BRIEF ▸ Return, word for word, the line containing "Tag the low" and every line after it through the last line of the records below.

Natural language region descriptions ▸
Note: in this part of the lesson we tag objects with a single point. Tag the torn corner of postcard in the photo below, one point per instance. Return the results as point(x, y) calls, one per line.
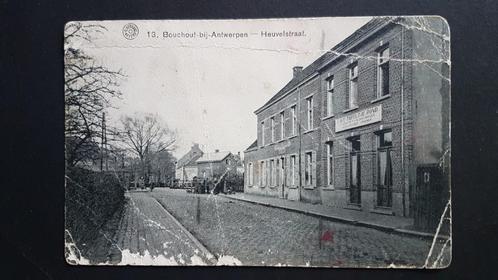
point(321, 142)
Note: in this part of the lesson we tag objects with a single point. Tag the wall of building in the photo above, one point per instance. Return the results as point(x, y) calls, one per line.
point(338, 193)
point(415, 109)
point(216, 168)
point(186, 173)
point(289, 145)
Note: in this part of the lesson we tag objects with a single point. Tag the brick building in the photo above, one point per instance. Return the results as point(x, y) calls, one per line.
point(186, 166)
point(351, 129)
point(215, 165)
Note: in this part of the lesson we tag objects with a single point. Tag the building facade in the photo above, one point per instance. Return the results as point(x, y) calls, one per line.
point(353, 128)
point(216, 165)
point(186, 166)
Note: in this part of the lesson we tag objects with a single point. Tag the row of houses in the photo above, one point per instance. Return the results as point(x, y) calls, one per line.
point(196, 163)
point(364, 126)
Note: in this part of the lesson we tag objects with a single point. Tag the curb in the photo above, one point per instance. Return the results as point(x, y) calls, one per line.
point(383, 228)
point(210, 256)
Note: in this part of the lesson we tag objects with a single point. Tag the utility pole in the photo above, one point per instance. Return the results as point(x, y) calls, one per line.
point(300, 140)
point(102, 143)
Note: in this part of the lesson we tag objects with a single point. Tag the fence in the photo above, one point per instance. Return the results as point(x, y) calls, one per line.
point(91, 200)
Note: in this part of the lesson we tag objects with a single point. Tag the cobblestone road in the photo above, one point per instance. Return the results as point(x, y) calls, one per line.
point(147, 235)
point(260, 235)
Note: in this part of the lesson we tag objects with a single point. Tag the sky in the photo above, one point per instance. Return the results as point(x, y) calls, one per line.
point(207, 89)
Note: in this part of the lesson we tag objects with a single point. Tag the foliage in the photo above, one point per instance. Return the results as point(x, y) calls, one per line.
point(91, 199)
point(88, 89)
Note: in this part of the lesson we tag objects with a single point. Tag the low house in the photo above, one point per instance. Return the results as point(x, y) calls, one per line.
point(215, 165)
point(186, 166)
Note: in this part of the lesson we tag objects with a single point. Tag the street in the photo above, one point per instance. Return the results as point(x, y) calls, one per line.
point(237, 232)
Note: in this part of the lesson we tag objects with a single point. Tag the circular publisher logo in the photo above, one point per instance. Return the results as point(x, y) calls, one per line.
point(130, 31)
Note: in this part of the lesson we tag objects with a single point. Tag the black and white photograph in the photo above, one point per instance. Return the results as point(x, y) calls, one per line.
point(284, 142)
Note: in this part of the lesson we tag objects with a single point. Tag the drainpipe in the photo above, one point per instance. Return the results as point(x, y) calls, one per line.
point(403, 173)
point(300, 139)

RESULT OF THIS EXERCISE ▸
Note: in this part of the lesson we tag objects with a single point. Tag the low house in the photo above, one point per instance. Return the results as point(x, y) calls, one per line.
point(215, 165)
point(186, 166)
Note: in this part of the lesson we tag objects with a single point. Tag the street in the photo above, one point per instance. Return the results as point(x, y) calls, one per line.
point(237, 232)
Note: in this part of the lesson we tag objects with a single point. Tag the circular publisher logo in the photo above, one point per instance. Return the results as point(x, y) calls, one per line.
point(130, 31)
Note: in this part of the lesson we tag objects with a single point. Tag the black and white photograph in the photo above, one point per instance. Return the results as point(x, y) calls, one per line.
point(284, 142)
Note: in this part of the lesson we tag objects with a single point. Tag the drainpipe in the photo above, one point per instance. Return the results as point(x, y) calls, one per line.
point(403, 173)
point(300, 139)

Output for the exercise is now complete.